What is needed -
Find the line that contains "In the photo above, where can the metal railing". Repeat that line and all lines following it, exactly, through the end of the listing below.

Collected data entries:
+++

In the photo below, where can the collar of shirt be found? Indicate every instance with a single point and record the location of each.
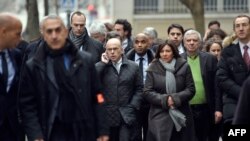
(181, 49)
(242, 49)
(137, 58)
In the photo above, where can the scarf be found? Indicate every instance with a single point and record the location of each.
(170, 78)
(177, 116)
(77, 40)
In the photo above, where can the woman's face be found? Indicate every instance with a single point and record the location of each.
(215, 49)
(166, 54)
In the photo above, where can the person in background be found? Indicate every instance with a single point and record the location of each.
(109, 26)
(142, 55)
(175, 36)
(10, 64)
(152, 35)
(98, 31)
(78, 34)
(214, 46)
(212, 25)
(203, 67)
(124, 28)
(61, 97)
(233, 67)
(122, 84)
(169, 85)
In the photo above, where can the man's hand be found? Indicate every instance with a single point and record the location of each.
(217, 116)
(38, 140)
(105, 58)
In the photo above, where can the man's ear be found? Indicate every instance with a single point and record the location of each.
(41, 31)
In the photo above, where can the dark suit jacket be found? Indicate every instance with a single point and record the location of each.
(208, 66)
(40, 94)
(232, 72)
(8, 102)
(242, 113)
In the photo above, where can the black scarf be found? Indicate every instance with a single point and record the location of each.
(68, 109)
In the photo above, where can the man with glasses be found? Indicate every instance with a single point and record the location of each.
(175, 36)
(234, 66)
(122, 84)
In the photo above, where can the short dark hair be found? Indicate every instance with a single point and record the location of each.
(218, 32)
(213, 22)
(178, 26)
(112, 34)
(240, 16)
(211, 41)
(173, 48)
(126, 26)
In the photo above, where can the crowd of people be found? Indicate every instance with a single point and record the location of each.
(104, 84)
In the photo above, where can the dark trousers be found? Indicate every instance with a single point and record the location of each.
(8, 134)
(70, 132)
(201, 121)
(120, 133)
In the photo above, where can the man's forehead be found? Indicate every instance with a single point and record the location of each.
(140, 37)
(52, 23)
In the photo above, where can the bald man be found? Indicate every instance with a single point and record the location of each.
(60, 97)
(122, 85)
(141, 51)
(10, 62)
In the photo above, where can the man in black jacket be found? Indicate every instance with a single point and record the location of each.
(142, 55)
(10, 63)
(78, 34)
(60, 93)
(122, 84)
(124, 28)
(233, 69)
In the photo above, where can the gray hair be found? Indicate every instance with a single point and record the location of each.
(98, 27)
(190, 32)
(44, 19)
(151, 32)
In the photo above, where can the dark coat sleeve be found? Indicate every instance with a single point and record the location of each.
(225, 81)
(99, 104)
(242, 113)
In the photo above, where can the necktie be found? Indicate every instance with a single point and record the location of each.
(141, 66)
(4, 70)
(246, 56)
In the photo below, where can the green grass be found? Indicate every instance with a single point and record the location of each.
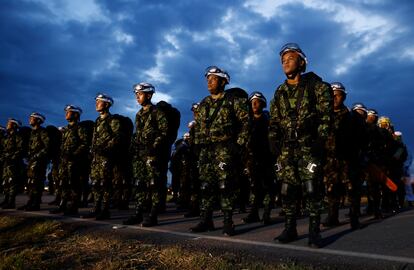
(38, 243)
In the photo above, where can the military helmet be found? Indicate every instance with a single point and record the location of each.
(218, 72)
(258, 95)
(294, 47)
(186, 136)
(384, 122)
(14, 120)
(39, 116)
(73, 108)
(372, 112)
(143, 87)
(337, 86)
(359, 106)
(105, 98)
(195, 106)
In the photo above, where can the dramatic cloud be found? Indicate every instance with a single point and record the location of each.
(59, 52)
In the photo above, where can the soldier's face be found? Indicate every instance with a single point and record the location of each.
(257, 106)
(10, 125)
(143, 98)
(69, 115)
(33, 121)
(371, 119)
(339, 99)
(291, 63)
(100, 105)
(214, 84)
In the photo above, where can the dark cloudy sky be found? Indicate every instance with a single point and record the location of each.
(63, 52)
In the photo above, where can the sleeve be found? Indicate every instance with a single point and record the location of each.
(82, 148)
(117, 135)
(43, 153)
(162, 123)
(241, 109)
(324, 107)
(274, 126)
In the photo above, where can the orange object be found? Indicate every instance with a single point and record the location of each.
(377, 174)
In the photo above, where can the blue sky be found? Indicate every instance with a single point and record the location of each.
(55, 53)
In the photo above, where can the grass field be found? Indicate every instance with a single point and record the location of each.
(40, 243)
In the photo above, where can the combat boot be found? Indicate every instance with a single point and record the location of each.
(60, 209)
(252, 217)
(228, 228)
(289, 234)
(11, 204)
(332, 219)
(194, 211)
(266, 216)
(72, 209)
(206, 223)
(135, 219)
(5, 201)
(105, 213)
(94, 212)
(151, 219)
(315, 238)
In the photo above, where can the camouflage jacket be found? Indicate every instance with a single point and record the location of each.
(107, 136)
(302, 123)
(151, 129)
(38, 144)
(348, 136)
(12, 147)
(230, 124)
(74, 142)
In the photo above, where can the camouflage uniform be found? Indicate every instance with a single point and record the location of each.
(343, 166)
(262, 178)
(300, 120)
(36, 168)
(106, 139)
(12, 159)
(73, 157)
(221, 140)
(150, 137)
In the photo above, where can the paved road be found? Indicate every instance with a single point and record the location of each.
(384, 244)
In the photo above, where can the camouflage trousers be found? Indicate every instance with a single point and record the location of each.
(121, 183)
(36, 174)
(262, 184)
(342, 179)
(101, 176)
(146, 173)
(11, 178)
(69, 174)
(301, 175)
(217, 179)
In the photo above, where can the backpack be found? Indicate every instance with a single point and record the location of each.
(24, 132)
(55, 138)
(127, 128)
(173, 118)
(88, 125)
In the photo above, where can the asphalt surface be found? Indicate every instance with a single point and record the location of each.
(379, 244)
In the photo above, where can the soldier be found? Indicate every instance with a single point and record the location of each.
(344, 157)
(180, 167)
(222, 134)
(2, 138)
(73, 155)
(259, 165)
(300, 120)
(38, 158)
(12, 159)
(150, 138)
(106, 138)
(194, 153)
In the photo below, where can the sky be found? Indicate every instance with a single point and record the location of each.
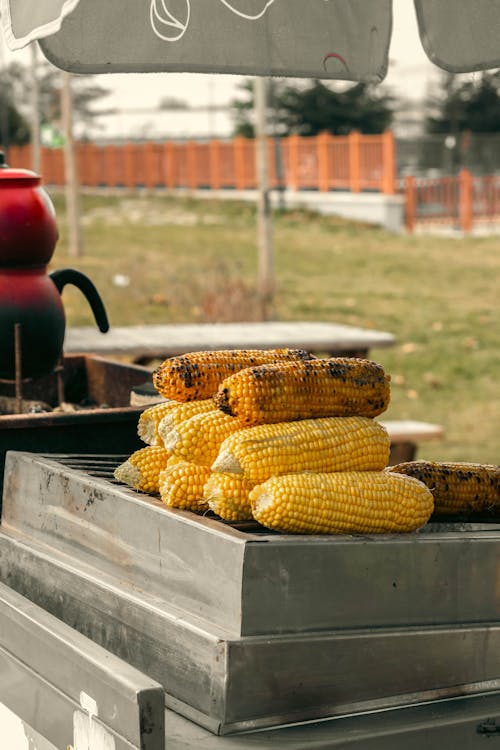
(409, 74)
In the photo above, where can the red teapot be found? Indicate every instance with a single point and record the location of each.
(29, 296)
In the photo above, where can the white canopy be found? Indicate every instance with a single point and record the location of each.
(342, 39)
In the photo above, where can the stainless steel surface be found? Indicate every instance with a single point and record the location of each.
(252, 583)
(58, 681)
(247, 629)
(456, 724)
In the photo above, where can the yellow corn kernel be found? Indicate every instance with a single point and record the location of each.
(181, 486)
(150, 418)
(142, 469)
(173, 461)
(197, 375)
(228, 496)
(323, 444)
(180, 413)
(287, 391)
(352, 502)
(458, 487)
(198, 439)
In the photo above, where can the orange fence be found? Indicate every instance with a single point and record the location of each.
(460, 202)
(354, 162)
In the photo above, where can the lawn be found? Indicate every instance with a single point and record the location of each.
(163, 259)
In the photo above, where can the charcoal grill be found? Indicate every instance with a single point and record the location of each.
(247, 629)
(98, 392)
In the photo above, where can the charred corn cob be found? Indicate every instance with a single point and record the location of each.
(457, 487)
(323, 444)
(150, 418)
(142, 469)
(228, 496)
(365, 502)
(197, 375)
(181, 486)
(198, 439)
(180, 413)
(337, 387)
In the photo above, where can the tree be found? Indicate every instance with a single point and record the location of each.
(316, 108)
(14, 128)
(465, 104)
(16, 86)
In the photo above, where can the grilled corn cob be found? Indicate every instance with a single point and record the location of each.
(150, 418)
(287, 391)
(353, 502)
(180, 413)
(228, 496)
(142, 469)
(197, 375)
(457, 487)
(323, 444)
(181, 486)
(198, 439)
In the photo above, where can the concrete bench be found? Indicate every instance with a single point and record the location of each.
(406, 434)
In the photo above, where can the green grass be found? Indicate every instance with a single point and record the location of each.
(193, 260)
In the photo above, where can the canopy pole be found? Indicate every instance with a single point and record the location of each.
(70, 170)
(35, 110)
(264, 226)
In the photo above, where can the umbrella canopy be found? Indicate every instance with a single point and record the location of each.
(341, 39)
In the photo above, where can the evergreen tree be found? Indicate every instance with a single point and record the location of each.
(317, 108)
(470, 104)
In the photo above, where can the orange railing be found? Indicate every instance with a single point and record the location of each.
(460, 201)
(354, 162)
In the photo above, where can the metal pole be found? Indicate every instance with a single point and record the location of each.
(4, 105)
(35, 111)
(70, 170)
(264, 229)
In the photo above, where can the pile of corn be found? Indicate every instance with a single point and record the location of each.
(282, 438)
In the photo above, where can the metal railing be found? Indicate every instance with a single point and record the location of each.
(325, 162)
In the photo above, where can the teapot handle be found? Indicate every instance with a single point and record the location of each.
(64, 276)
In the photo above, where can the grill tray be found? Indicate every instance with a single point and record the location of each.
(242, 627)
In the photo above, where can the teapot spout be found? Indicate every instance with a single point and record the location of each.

+++

Reply to the task -
In the photo above, where can the metal railing be found? Indicate every instance with a single point and record the location of each.
(325, 162)
In the photo above, where can the teapot handle be found? Indicate every instance with a single point and record the location of each.
(64, 276)
In the photo above, where can the grill tray be found? Indicate every instance with a single point and record the location of each.
(242, 627)
In the photo above, where can the teapot spout be found? Indicate every instance with a single point and record the location of each.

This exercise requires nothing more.